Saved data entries
· · · · · · ·

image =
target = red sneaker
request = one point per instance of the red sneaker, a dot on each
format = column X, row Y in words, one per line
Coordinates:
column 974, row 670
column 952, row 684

· · · · · · ·

§ WRITTEN INSTRUCTION
Rewrite the material as a Markdown table with the columns n and Line, giving each non-blank line its own numbered row.

§ ANSWER BELOW
| n | Line |
|---|---|
| 1 | image = |
| 2 | target = red sneaker |
| 3 | request = one point per instance of the red sneaker, a dot on each |
| 4 | format = column X, row Y in words, one per line |
| 5 | Coordinates: |
| 6 | column 974, row 670 |
| 7 | column 952, row 684 |